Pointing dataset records
>>>>
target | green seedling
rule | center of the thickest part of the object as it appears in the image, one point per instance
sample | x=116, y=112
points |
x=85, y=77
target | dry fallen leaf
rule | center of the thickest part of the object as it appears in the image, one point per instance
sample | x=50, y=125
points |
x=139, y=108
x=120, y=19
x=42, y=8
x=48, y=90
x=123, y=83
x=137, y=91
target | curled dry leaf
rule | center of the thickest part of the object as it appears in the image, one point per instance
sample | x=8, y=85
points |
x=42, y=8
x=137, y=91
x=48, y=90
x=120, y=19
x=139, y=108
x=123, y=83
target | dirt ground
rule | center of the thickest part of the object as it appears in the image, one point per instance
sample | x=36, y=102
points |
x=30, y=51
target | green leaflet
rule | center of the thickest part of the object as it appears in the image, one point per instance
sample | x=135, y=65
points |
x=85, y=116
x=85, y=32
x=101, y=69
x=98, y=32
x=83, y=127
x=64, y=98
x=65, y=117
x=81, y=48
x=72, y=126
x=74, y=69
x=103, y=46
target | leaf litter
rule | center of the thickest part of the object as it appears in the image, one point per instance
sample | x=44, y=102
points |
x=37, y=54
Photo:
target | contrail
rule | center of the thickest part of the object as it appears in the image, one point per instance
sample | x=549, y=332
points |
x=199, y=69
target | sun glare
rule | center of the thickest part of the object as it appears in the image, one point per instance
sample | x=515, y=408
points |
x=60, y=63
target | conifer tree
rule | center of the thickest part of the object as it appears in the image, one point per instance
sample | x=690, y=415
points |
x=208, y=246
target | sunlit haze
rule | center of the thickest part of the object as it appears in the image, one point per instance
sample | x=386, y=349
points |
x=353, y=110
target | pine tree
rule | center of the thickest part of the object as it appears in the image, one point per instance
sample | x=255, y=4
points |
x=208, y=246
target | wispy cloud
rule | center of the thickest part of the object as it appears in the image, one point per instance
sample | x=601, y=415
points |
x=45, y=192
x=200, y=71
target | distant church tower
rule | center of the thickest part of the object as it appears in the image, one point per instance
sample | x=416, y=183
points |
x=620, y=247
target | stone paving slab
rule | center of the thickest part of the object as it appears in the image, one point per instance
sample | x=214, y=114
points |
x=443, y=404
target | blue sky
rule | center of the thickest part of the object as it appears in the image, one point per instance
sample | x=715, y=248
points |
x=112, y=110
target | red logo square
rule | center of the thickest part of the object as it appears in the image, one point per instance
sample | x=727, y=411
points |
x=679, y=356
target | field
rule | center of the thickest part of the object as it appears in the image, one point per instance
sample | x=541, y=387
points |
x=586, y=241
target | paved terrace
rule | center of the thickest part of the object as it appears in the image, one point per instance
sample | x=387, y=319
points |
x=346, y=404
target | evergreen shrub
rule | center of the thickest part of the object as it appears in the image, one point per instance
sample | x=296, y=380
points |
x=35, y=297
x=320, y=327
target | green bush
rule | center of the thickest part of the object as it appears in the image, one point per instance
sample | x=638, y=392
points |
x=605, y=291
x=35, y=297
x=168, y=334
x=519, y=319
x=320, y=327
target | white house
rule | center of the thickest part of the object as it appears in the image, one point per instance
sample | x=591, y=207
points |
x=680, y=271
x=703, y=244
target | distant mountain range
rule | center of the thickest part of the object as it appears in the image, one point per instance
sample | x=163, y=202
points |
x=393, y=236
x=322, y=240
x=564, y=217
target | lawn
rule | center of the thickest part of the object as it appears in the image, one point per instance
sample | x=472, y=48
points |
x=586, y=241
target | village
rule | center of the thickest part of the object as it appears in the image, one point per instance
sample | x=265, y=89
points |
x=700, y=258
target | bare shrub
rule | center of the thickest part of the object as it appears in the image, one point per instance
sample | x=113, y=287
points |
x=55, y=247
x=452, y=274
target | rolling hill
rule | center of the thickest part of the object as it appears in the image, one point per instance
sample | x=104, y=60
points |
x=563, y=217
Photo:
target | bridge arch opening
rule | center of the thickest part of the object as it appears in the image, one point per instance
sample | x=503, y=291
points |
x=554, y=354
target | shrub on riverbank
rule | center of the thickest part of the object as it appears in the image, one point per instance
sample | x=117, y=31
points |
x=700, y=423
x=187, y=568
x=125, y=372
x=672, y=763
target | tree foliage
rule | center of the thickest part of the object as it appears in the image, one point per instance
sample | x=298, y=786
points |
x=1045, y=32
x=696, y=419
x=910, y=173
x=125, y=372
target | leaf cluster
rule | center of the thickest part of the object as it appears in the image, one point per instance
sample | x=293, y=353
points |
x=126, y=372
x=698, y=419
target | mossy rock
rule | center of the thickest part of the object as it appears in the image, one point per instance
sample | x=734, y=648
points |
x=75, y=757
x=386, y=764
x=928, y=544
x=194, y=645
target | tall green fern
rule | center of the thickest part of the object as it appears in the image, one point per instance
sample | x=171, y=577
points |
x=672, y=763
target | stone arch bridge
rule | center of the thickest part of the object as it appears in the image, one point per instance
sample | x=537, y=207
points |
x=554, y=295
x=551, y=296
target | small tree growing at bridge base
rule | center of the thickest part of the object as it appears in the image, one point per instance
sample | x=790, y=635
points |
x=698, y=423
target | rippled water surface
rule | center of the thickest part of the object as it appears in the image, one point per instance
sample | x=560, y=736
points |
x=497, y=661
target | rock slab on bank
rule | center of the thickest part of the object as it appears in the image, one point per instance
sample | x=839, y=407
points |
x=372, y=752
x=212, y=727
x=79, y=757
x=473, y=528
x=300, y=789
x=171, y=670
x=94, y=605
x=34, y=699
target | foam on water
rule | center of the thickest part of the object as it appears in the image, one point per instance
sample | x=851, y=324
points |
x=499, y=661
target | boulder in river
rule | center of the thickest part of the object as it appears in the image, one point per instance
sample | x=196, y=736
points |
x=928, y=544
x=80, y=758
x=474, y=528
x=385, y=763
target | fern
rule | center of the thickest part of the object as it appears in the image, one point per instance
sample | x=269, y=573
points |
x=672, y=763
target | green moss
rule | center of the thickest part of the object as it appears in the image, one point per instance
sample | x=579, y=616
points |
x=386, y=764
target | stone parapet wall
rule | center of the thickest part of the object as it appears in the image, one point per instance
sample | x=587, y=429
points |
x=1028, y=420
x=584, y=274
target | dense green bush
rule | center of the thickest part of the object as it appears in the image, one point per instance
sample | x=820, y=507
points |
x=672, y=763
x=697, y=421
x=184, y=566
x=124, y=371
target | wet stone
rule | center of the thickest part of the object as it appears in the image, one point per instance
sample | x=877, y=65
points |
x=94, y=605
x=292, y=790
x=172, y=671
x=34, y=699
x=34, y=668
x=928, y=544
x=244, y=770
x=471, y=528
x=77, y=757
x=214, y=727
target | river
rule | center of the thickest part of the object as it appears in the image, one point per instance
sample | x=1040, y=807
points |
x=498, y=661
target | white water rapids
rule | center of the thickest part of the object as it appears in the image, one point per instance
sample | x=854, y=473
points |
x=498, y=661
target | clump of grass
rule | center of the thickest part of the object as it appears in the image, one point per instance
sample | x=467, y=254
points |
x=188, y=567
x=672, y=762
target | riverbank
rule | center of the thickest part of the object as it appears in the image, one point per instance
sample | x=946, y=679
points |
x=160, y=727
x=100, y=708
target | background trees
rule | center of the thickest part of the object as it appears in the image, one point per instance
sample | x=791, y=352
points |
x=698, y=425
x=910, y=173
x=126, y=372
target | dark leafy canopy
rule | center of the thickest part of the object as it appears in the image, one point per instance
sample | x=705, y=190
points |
<<<<
• Short exercise
Write out, word for word, every line from the one containing "target | clump of grass" through the last line of the records above.

• Task response
target | clump of grass
rule | center of the thickest part of the object as it appears in the image, one point per instance
sample | x=467, y=254
points |
x=188, y=567
x=672, y=762
target | riverbank
rule | center of the thickest part of the object as it appears in the image, one point per instance
sample | x=946, y=679
points |
x=160, y=727
x=100, y=708
target | background trees
rule | center of the thickest part of the object as it appears in the image, one point per instance
sample | x=791, y=352
points |
x=698, y=425
x=910, y=173
x=126, y=372
target | dark leafy canopy
rule | center of the thickest part of the object as it appears in the image, one point per instance
sample | x=705, y=190
points |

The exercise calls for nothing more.